**Selected excerpt:**
►

Meaningful agentic loops
A short technical note on turning an agent prompt into a measurable product improvement loop with UI/UX evidence, scores, screenshots, and stop rules.
Codex
GitHub
Browser Loops are all the rage in agentic engineering right now.
That makes sense. Making agents run longer, with less supervision, is the obvious way to get more done as an engineer. If an agent can evaluate a product flow, scope UI/UX improvements, implement them, check whether the experience actually improved, and repeat, it stops being a fancy autocomplete session and starts looking like a teammate.
But useful end-to-end loops are harder than they sound.
Real product work crosses boundaries. Product defines the user goal. Design judges whether the interface serves that goal. Engineering changes the system. QA verifies that the flow still works. Useful loops need to move across those roles: evaluate the product, identify design improvements, implement scoped changes as an engineer, check progress like QA, and then decide what to do next.

◄

**Record extracts:**

►

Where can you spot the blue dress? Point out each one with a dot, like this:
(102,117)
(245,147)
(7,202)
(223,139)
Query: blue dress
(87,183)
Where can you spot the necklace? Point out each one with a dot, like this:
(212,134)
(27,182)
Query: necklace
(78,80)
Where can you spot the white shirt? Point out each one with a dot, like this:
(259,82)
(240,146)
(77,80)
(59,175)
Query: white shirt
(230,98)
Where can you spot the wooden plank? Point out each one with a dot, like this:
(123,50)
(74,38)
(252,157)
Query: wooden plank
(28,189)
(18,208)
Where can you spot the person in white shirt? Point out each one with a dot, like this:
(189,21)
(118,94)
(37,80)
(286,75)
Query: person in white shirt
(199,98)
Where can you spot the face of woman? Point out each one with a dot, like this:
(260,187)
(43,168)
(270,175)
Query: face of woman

◄

**Problem A:** Please restate the agentic loops note from "That makes sense." to "like a teammate.", substituting "collaborator" for "teammate".
**Problem B:** Copy the records above word for word, from the first line through the last.

**Exercise solution A:**
That makes sense. Making agents run longer, with less supervision, is the obvious way to get more done as an engineer. If an agent can evaluate a product flow, scope UI/UX improvements, implement them, check whether the experience actually improved, and repeat, it stops being a fancy autocomplete session and starts looking like a collaborator.

**Exercise solution B:**
Where can you spot the blue dress? Point out each one with a dot, like this:
(102,117)
(245,147)
(7,202)
(223,139)
Query: blue dress
(87,183)
Where can you spot the necklace? Point out each one with a dot, like this:
(212,134)
(27,182)
Query: necklace
(78,80)
Where can you spot the white shirt? Point out each one with a dot, like this:
(259,82)
(240,146)
(77,80)
(59,175)
Query: white shirt
(230,98)
Where can you spot the wooden plank? Point out each one with a dot, like this:
(123,50)
(74,38)
(252,157)
Query: wooden plank
(28,189)
(18,208)
Where can you spot the person in white shirt? Point out each one with a dot, like this:
(189,21)
(118,94)
(37,80)
(286,75)
Query: person in white shirt
(199,98)
Where can you spot the face of woman? Point out each one with a dot, like this:
(260,187)
(43,168)
(270,175)
Query: face of woman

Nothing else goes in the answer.